Start Given data

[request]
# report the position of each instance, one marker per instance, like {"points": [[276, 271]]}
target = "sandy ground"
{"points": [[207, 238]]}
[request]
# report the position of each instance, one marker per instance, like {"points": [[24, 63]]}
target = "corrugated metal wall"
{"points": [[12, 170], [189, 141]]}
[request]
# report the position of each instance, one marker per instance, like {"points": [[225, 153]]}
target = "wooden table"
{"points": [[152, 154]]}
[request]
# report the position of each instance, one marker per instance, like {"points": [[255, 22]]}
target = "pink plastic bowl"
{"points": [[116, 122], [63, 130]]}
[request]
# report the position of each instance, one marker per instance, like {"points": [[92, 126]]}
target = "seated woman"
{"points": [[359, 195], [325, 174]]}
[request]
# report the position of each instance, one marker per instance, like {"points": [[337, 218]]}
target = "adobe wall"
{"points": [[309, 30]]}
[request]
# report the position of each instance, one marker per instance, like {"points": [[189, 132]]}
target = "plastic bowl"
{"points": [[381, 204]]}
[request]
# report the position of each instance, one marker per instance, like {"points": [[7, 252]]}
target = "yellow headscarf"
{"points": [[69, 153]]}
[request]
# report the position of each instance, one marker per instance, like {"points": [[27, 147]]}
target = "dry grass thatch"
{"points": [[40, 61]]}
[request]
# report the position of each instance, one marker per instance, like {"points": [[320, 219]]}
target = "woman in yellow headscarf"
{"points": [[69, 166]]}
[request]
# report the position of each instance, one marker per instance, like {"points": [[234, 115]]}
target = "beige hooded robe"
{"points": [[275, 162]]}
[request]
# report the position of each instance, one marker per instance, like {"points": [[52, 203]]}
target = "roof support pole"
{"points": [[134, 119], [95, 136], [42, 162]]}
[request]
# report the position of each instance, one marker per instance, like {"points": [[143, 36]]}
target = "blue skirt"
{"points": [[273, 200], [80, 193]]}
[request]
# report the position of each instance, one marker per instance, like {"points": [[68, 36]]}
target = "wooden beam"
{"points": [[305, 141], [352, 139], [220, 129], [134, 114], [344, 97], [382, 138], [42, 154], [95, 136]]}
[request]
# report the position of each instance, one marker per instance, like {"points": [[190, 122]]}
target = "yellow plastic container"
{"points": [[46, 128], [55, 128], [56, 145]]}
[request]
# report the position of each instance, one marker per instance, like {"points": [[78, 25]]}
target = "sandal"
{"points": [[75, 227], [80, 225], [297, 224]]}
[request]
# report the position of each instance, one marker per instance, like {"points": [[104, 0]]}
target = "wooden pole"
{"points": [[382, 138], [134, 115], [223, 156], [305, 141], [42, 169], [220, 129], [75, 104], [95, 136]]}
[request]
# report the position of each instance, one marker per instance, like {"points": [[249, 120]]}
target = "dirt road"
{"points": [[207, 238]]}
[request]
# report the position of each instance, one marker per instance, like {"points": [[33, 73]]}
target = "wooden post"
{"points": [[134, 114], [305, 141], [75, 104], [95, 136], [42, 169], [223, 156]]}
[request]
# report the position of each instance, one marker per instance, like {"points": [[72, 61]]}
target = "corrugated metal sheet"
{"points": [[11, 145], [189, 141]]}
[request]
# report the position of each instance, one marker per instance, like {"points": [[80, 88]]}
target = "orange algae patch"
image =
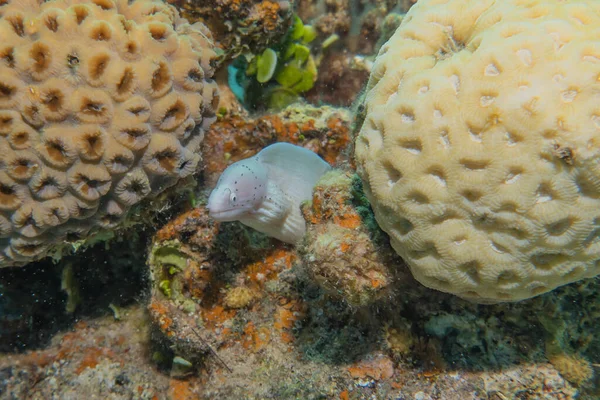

End Given data

**Given instruction:** How many lines of the records above contain the word "bowl"? Treat case as significant, and give only the number.

**Correct result:** 2